Saved entries:
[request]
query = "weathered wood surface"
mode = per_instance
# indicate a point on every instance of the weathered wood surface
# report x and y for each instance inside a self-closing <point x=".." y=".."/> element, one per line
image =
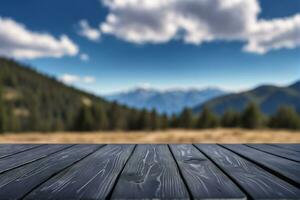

ASSIGNED TASK:
Out of the preceding entries, pull every line containing the string "wood".

SOLUTION BELOW:
query = "weathered wood surface"
# indicate a point on every instance of the weathered wood surface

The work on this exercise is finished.